** start INFORMATION GIVEN **

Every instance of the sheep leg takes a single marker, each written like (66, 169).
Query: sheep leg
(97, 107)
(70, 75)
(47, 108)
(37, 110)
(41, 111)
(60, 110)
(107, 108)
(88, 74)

** end INFORMATION GIVEN **

Rewrite the data above with "sheep" changed to "goat" everywhere it appears, leaving everything else as it is.

Every instance of the goat leg takes a single marker, each written like (66, 169).
Query: goat leg
(97, 107)
(70, 75)
(47, 108)
(37, 110)
(41, 111)
(60, 110)
(107, 108)
(88, 74)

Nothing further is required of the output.